[PROBLEM STATEMENT]: Could you rename "Found" to "Matched" throughout all the records below, keeping everything else unchanged and leaving out the pictures?

— BEGIN DATASET EXCERPTS —

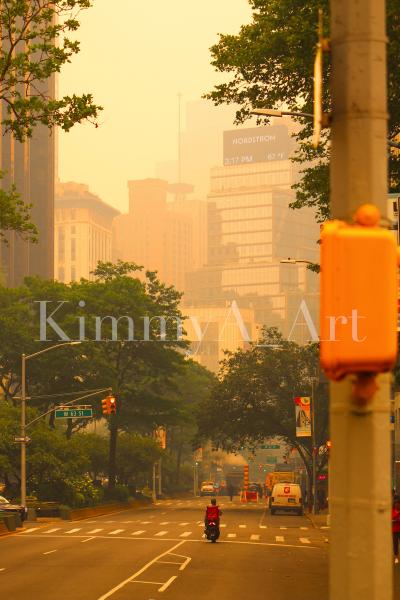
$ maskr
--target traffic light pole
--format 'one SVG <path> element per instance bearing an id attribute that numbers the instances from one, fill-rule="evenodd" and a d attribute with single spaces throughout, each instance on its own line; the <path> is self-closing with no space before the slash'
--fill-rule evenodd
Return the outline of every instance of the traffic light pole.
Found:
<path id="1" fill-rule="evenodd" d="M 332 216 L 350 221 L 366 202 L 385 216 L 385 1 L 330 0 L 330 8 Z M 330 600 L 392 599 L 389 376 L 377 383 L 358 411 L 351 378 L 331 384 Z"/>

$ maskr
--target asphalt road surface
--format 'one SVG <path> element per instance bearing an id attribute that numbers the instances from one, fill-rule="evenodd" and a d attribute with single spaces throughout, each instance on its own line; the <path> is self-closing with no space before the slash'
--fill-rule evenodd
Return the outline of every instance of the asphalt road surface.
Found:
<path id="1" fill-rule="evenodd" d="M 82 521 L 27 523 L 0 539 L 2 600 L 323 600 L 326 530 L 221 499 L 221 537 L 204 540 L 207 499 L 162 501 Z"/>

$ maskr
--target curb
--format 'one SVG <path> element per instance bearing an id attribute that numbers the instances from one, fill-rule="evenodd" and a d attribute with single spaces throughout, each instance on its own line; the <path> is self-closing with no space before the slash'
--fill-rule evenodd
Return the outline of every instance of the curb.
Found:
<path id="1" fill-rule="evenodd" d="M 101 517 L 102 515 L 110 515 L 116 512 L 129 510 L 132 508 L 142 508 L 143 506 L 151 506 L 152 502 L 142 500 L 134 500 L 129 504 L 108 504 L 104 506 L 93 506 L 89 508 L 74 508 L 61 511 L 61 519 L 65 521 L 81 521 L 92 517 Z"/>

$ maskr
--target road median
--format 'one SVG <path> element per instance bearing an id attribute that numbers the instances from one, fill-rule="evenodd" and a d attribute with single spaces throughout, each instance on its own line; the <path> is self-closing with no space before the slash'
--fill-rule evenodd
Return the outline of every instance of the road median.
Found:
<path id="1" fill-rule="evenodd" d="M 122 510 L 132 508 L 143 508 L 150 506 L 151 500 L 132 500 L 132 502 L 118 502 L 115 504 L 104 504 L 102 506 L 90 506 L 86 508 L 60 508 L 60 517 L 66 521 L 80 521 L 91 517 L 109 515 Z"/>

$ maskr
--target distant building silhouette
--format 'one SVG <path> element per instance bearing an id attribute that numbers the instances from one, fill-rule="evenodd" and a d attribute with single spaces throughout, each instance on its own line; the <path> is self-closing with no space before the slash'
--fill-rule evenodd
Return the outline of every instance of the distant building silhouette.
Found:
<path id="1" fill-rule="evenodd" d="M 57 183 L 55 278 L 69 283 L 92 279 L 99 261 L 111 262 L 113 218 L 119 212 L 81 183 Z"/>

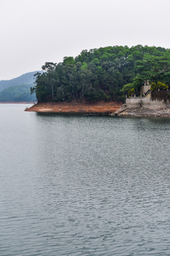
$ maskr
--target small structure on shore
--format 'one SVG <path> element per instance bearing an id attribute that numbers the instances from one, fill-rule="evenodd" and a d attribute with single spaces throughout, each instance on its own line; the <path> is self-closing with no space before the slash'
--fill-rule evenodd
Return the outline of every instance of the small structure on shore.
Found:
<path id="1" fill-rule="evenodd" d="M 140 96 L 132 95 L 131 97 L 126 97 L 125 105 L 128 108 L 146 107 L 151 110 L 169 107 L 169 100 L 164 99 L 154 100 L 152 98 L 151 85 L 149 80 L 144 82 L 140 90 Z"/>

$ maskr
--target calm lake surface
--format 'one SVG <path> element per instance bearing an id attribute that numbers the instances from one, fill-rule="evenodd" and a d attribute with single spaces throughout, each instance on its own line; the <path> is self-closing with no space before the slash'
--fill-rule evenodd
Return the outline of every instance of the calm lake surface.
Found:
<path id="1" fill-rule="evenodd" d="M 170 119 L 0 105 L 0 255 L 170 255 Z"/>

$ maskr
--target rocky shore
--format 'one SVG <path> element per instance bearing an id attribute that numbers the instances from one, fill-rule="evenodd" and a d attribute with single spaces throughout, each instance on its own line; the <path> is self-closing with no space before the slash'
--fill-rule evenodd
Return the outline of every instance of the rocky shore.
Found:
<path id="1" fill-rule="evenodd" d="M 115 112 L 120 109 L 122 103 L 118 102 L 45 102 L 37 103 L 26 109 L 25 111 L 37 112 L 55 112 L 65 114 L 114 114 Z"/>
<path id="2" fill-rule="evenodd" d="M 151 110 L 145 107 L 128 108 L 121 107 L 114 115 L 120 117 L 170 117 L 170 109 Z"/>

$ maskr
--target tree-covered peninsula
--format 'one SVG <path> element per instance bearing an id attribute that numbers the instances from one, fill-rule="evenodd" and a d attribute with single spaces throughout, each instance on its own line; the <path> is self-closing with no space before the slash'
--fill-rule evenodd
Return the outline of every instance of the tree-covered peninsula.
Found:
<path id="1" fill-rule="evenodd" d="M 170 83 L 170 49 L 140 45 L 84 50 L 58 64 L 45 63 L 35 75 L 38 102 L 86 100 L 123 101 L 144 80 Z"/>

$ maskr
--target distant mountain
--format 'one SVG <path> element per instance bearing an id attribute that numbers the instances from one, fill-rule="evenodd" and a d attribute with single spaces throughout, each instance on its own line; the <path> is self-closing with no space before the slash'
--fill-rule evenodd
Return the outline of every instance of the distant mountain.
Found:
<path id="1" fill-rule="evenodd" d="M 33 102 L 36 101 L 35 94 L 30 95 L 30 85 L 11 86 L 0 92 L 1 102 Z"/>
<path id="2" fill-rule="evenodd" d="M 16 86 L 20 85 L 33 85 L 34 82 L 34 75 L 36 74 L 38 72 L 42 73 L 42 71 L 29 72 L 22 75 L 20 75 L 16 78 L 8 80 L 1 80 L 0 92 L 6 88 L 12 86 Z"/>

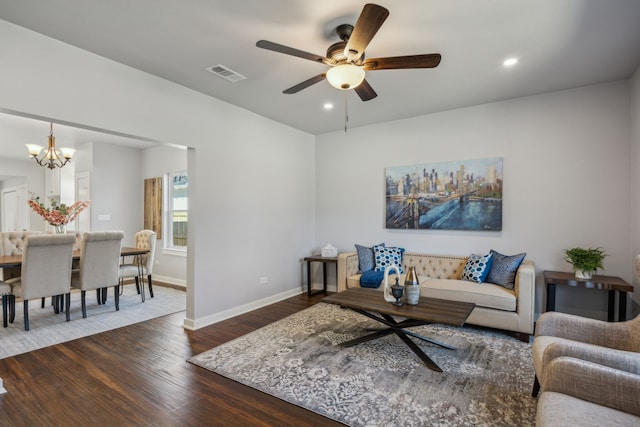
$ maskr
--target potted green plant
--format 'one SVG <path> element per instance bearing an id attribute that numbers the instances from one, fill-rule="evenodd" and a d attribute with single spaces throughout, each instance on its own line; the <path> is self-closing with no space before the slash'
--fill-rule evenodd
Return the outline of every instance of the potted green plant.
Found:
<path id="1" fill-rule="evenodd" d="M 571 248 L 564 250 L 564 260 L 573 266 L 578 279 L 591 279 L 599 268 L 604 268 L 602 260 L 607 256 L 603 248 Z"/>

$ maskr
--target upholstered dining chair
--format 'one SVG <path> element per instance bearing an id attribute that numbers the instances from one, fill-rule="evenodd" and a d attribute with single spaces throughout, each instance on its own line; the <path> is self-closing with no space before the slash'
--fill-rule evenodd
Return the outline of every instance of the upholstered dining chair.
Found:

— END DATASET EXCERPTS —

[EXERCISE SOLUTION]:
$ maskr
--target traffic light pole
--format 'one SVG <path> element per instance bearing an id attribute that numbers the instances from one, fill-rule="evenodd" and a d attribute with single spaces throughout, each instance on its own line; the <path> is self-closing with no space before the slash'
--fill-rule evenodd
Return the outline of every instance of the traffic light pole.
Matched:
<path id="1" fill-rule="evenodd" d="M 332 216 L 350 221 L 366 202 L 385 216 L 385 1 L 330 0 L 330 8 Z M 330 600 L 392 599 L 389 376 L 377 383 L 358 411 L 351 378 L 331 384 Z"/>

$ maskr
--target asphalt road surface
--format 'one SVG <path> element per instance bearing an id attribute that numbers the instances from one, fill-rule="evenodd" and a d attribute with single spaces throughout, each instance on its own line; the <path> is self-closing with no space before the slash'
--fill-rule evenodd
Return the outline of every instance of the asphalt road surface.
Matched:
<path id="1" fill-rule="evenodd" d="M 82 521 L 27 523 L 0 539 L 2 600 L 323 600 L 326 530 L 221 499 L 221 537 L 204 540 L 207 499 L 162 501 Z"/>

$ maskr
--target curb
--format 'one SVG <path> element per instance bearing an id attribute that numbers the instances from one, fill-rule="evenodd" and a d attribute with single spaces throughout, each instance on its own line; the <path> is self-closing with no space before the slash'
--fill-rule evenodd
Return the outline of every instance of the curb.
Matched:
<path id="1" fill-rule="evenodd" d="M 101 517 L 102 515 L 110 515 L 116 512 L 129 510 L 132 508 L 142 508 L 143 506 L 151 506 L 152 502 L 142 500 L 134 500 L 129 504 L 108 504 L 104 506 L 93 506 L 89 508 L 74 508 L 61 511 L 61 519 L 65 521 L 81 521 L 92 517 Z"/>

$ maskr
--target road median
--format 'one SVG <path> element per instance bearing an id attribute that numbers the instances from one, fill-rule="evenodd" and a d attribute with single spaces throughout, each instance on its own line; the <path> is self-closing with no space before the slash'
--fill-rule evenodd
Return the outline of every instance of the road median.
Matched:
<path id="1" fill-rule="evenodd" d="M 122 510 L 132 508 L 143 508 L 150 506 L 151 500 L 132 500 L 132 502 L 118 502 L 115 504 L 104 504 L 102 506 L 90 506 L 86 508 L 60 508 L 60 517 L 66 521 L 80 521 L 91 517 L 109 515 Z"/>

$ maskr
--target distant building silhouette
--format 'one SVG <path> element per instance bearing an id attribute that numbers the instances from one, fill-rule="evenodd" and a d attribute with single spaces throughout, each instance on its own line; the <path> is self-closing with no space before the slash'
--fill-rule evenodd
Return the outline of every instance of the distant building silhouette.
Matched:
<path id="1" fill-rule="evenodd" d="M 57 183 L 55 278 L 69 283 L 92 279 L 99 261 L 111 262 L 113 218 L 119 212 L 81 183 Z"/>

$ maskr
--target small structure on shore
--format 'one SVG <path> element per instance bearing an id attribute that numbers the instances from one, fill-rule="evenodd" and a d attribute with single spaces throughout, each instance on its own line; the <path> is self-closing with no space before the slash'
--fill-rule evenodd
Return the outline of every instance of the small structure on shore.
Matched:
<path id="1" fill-rule="evenodd" d="M 140 96 L 132 95 L 131 97 L 126 97 L 125 105 L 128 108 L 146 107 L 151 110 L 169 107 L 169 100 L 164 99 L 154 100 L 152 98 L 151 85 L 149 80 L 144 82 L 140 90 Z"/>

$ maskr
--target calm lake surface
--format 'one SVG <path> element per instance bearing an id attribute that numbers the instances from one, fill-rule="evenodd" and a d attribute with single spaces throughout, each instance on its own line; the <path> is self-closing with no space before the slash'
--fill-rule evenodd
Return the outline of every instance of the calm lake surface.
Matched:
<path id="1" fill-rule="evenodd" d="M 170 119 L 0 105 L 0 255 L 170 255 Z"/>

$ maskr
--target rocky shore
--format 'one SVG <path> element per instance bearing an id attribute that numbers the instances from one, fill-rule="evenodd" and a d attribute with single spaces throughout, each instance on its own line; the <path> is self-closing with no space before the slash'
--fill-rule evenodd
Return the outline of every instance of the rocky shore.
Matched:
<path id="1" fill-rule="evenodd" d="M 115 112 L 120 109 L 122 103 L 118 102 L 45 102 L 37 103 L 26 109 L 25 111 L 37 112 L 55 112 L 65 114 L 114 114 Z"/>
<path id="2" fill-rule="evenodd" d="M 151 110 L 145 107 L 128 108 L 121 107 L 114 115 L 120 117 L 170 117 L 170 109 Z"/>

$ maskr
--target tree-covered peninsula
--format 'one SVG <path> element per instance bearing an id attribute that numbers the instances from one, fill-rule="evenodd" and a d attribute with single spaces throughout, each instance on its own line; the <path> is self-closing with no space before the slash'
--fill-rule evenodd
Return the outline of every instance of the tree-covered peninsula.
Matched:
<path id="1" fill-rule="evenodd" d="M 170 83 L 170 49 L 140 45 L 84 50 L 58 64 L 45 63 L 35 75 L 38 102 L 86 100 L 123 101 L 144 80 Z"/>

$ maskr
--target distant mountain
--format 'one SVG <path> element per instance bearing an id attribute that numbers the instances from one, fill-rule="evenodd" and a d attribute with single spaces throughout, each instance on its own line; the <path> is self-closing with no space before the slash'
--fill-rule evenodd
Return the outline of every instance of the distant mountain.
Matched:
<path id="1" fill-rule="evenodd" d="M 33 102 L 36 101 L 35 94 L 30 95 L 30 85 L 11 86 L 0 92 L 1 102 Z"/>
<path id="2" fill-rule="evenodd" d="M 16 86 L 20 85 L 33 85 L 34 82 L 34 75 L 36 74 L 38 72 L 42 73 L 42 71 L 29 72 L 22 75 L 20 75 L 16 78 L 8 80 L 1 80 L 0 92 L 6 88 L 12 86 Z"/>

$ maskr
--target potted green plant
--format 'one SVG <path> element per instance bearing an id attribute that numbers the instances from one, fill-rule="evenodd" and a d attribute with single spaces throughout, each instance on its own line; the <path> is self-closing with no space before the slash'
--fill-rule evenodd
Return the outline of every instance of the potted green plant.
Matched:
<path id="1" fill-rule="evenodd" d="M 571 248 L 564 250 L 564 260 L 573 266 L 578 279 L 591 279 L 599 268 L 604 268 L 602 260 L 607 256 L 603 248 Z"/>

$ maskr
--target upholstered dining chair
--format 'one SVG <path> element per instance bearing an id attribute that numbers the instances from one, fill-rule="evenodd" and a d attribute with single spaces throughout, each instance on its own line; the <path> is self-closing with no space before the slash'
--fill-rule evenodd
Return the outline of every instance of the upholstered dining chair.
Matched:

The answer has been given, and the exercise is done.